■ Stated task
Reproduce all of the records with "Trace" replaced by "Draw" everywhere and every other line left unchanged. Omit the pictures from the reproduction.

Start of Supplied records

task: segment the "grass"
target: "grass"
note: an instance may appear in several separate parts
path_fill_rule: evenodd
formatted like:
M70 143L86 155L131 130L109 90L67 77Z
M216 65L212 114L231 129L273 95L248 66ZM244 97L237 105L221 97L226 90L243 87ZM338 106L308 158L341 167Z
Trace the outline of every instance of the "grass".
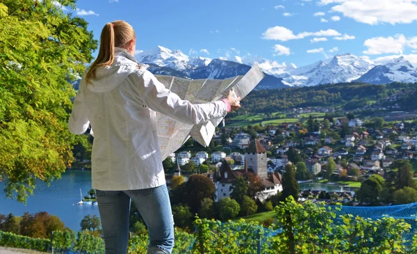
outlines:
M362 183L360 182L339 181L336 182L342 185L348 184L347 186L354 188L361 188L361 186L362 185Z
M234 221L238 221L240 219L244 219L246 221L259 221L259 223L263 222L267 219L272 218L275 216L275 211L261 212L259 214L251 215L247 217L240 217L234 219Z

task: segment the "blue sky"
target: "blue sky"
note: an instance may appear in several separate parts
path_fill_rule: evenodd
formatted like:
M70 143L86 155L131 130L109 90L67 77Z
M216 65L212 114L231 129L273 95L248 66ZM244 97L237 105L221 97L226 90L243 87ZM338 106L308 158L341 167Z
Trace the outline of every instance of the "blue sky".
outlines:
M96 39L106 22L129 22L138 49L250 54L297 66L336 54L404 55L417 65L417 0L79 0L77 8Z

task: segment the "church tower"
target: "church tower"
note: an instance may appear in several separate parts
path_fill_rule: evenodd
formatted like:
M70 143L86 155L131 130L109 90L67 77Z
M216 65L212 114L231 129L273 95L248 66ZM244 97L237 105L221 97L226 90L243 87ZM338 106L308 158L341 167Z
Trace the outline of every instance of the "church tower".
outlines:
M258 175L259 178L268 178L268 165L266 161L266 150L262 146L259 140L251 142L245 153L245 167Z

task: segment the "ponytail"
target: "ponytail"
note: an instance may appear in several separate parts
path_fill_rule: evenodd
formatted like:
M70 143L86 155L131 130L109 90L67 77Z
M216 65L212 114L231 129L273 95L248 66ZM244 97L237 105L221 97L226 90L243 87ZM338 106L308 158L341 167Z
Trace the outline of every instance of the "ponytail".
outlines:
M91 79L95 79L95 71L99 67L113 63L115 47L124 47L129 40L136 38L133 28L124 21L117 20L106 24L100 36L99 55L85 75L85 84L88 84Z

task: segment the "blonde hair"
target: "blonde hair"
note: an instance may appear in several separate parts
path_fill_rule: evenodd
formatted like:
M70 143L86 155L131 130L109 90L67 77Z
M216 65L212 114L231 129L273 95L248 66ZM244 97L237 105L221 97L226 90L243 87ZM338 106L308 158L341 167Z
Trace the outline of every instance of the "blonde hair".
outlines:
M92 63L85 75L85 84L95 79L95 70L101 66L111 65L115 59L115 47L126 48L131 40L135 40L136 35L132 26L123 20L107 23L101 30L99 55Z

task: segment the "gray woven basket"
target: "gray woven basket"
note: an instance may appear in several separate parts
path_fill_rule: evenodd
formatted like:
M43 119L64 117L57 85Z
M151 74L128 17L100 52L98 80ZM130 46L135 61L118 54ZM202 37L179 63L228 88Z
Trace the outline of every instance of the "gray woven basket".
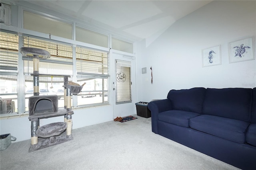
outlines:
M13 139L12 139L11 138ZM4 150L9 147L12 141L16 141L16 138L11 136L10 133L1 135L0 137L0 150Z

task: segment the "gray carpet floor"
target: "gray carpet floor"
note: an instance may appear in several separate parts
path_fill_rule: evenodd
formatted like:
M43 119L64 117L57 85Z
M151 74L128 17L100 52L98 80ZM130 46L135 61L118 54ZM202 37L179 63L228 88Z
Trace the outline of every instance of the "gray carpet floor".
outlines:
M12 143L0 152L0 169L238 169L154 134L151 118L133 116L73 129L73 140L30 153L30 140Z

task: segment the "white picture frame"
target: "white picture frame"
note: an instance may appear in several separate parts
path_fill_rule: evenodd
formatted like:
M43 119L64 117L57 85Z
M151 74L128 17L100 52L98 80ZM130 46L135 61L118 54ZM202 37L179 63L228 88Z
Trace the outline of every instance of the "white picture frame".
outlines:
M255 59L253 37L241 39L228 44L229 63Z
M221 64L220 45L202 50L202 66Z

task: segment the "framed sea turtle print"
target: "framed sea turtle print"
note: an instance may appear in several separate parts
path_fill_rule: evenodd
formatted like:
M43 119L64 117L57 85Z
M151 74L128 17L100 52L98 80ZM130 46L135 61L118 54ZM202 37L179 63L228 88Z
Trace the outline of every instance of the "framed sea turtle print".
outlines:
M229 63L254 60L254 48L253 37L230 43Z
M203 67L221 64L220 45L202 51Z

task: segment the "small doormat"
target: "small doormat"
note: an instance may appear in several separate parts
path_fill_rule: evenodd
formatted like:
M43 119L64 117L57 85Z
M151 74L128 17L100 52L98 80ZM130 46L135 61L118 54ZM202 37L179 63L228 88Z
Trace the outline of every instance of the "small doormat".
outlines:
M126 117L122 117L123 119L120 121L120 122L124 122L125 121L130 121L130 120L134 120L137 119L137 117L133 117L132 116L128 116Z

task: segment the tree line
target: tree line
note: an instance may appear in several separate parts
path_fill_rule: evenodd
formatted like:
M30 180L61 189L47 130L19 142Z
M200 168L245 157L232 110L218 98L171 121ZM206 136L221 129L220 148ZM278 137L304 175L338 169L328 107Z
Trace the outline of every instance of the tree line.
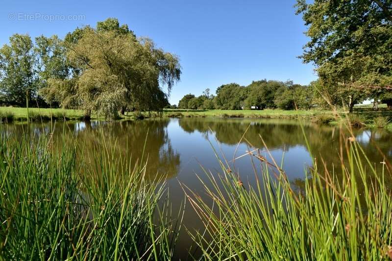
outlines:
M0 103L78 108L86 118L94 111L113 119L126 110L162 110L181 73L176 56L109 18L62 39L11 36L0 48Z
M207 89L196 97L187 94L178 102L181 109L241 110L295 108L307 110L314 105L315 95L311 86L266 79L254 81L247 86L237 83L224 84L217 89L216 95Z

End of Supplied records

■ Reply to the task
task: segment the "grass"
target: "grass"
note: an instance may appear in several separate parts
path_fill_rule: evenodd
formatted like:
M70 143L86 155L131 130L109 90L67 77Z
M216 65L212 114L231 129L273 95L248 66ZM244 97L237 105L221 97L226 90L243 87ZM338 106L308 158L341 167Z
Draw the outline of every instance of the "grass".
outlines:
M362 183L360 182L339 181L336 182L342 185L348 184L347 186L354 188L361 188L361 186L362 185Z
M234 221L238 221L240 219L244 219L246 221L259 221L259 223L263 222L267 219L272 218L275 216L275 211L261 212L259 214L251 215L247 217L240 217L234 219Z

task: segment the "blue sky"
target: "blue sky"
note: an instance may appear in several separate parts
path_fill_rule: evenodd
formatted like:
M70 143L86 155L131 130L109 90L67 77Z
M216 65L212 114L231 129L273 95L248 66ZM244 97L237 105L221 97L226 90L243 87ZM338 106L308 158L341 167Z
Draw the outline of every instance of the "blue sky".
outlines:
M96 39L106 22L129 22L138 49L250 54L297 66L336 54L404 55L417 65L417 0L79 0L77 8Z

task: segment the "church tower"
target: "church tower"
note: an instance may appear in several separate parts
path_fill_rule: evenodd
formatted like:
M70 143L86 155L131 130L109 90L67 77Z
M216 65L212 114L231 129L273 95L248 66ZM244 97L237 105L221 97L226 90L243 87ZM338 106L308 158L341 167Z
Draw the outline of every instance of the "church tower".
outlines:
M258 175L259 178L268 178L268 165L266 161L266 150L262 146L259 140L251 142L245 153L245 167Z

task: segment the "ponytail"
target: "ponytail"
note: an instance may appear in several separate parts
path_fill_rule: evenodd
formatted like:
M70 143L86 155L131 130L109 90L67 77Z
M216 65L212 114L231 129L273 95L248 66ZM244 97L237 105L221 97L226 90L243 87ZM338 106L308 158L341 167Z
Draw the outline of every instance of the "ponytail".
outlines:
M91 79L95 79L95 71L99 67L113 63L115 47L124 47L129 40L136 38L133 28L124 21L117 20L106 24L100 36L99 55L85 75L85 84L88 84Z

task: segment the "blonde hair"
target: "blonde hair"
note: an instance may appear in several separate parts
path_fill_rule: evenodd
formatted like:
M70 143L86 155L131 130L109 90L67 77Z
M216 65L212 114L231 129L273 95L248 66ZM244 97L237 105L221 97L226 90L243 87ZM338 106L308 158L341 167Z
Draw the outline of every instance of the "blonde hair".
outlines:
M92 63L85 75L85 84L95 79L95 70L101 66L111 65L115 59L115 47L126 48L131 40L135 40L136 35L132 26L123 20L107 23L101 30L99 55Z

task: segment the "gray woven basket"
target: "gray woven basket"
note: an instance may appear in several separate parts
path_fill_rule: evenodd
formatted like:
M43 119L64 117L57 85Z
M151 74L128 17L100 52L98 80ZM130 46L135 61L118 54ZM202 37L179 63L228 88Z
Draw the outline of every instance of the "gray woven basket".
outlines:
M13 139L12 139L11 138ZM4 150L9 147L12 141L16 141L16 138L11 136L10 133L1 135L0 137L0 150Z

task: segment the "gray carpet floor"
target: "gray carpet floor"
note: an instance may appear in several separate parts
path_fill_rule: evenodd
formatted like:
M43 119L64 117L57 85Z
M151 74L128 17L100 52L98 80ZM130 46L135 61L118 54ZM202 37L179 63L228 88Z
Draw the outline of every instance of the "gray carpet floor".
outlines:
M12 143L0 152L0 169L238 169L154 134L151 118L133 116L73 129L73 140L30 153L30 140Z

task: segment the "white picture frame"
target: "white picture frame"
note: an instance may appear in several separate parts
path_fill_rule: evenodd
formatted like:
M43 119L64 117L57 85Z
M151 74L128 17L100 52L98 80ZM130 46L135 61L118 54ZM202 37L179 63L228 88Z
Draw the outline of every instance of the "white picture frame".
outlines:
M255 59L253 37L241 39L228 44L229 63Z
M221 64L220 45L202 50L202 66Z

task: segment the "framed sea turtle print"
target: "framed sea turtle print"
note: an instance may appear in several separate parts
path_fill_rule: evenodd
formatted like:
M43 119L64 117L57 85Z
M151 74L128 17L100 52L98 80ZM130 46L135 61L118 54ZM202 37L179 63L228 88Z
Draw the outline of every instance of the "framed sea turtle print".
outlines:
M229 63L254 60L254 48L253 37L230 43Z
M203 67L221 64L220 45L202 51Z

task: segment the "small doormat"
target: "small doormat"
note: an instance may appear in several separate parts
path_fill_rule: evenodd
formatted like:
M43 119L64 117L57 85Z
M151 74L128 17L100 52L98 80ZM130 46L135 61L118 54ZM202 37L179 63L228 88Z
Draw the outline of every instance of the "small doormat".
outlines:
M126 117L122 117L123 119L120 121L120 122L124 122L125 121L130 121L130 120L134 120L137 119L137 117L133 117L132 116L128 116Z

task: segment the tree line
target: tree line
note: an instance may appear in several separate parts
path_fill_rule: evenodd
formatted like:
M30 180L61 189L47 130L19 142Z
M200 168L245 157L232 110L218 98L171 121ZM206 136L221 129L220 148ZM278 137L304 175L338 169L328 107Z
Draw the outline of every instance of the tree line.
outlines:
M0 103L78 108L86 118L94 111L113 119L126 110L162 110L181 73L176 56L109 18L62 39L11 36L0 48Z
M207 89L196 97L187 94L178 102L181 109L241 110L295 108L307 110L314 105L315 95L311 86L266 79L254 81L247 86L237 83L224 84L217 89L216 95Z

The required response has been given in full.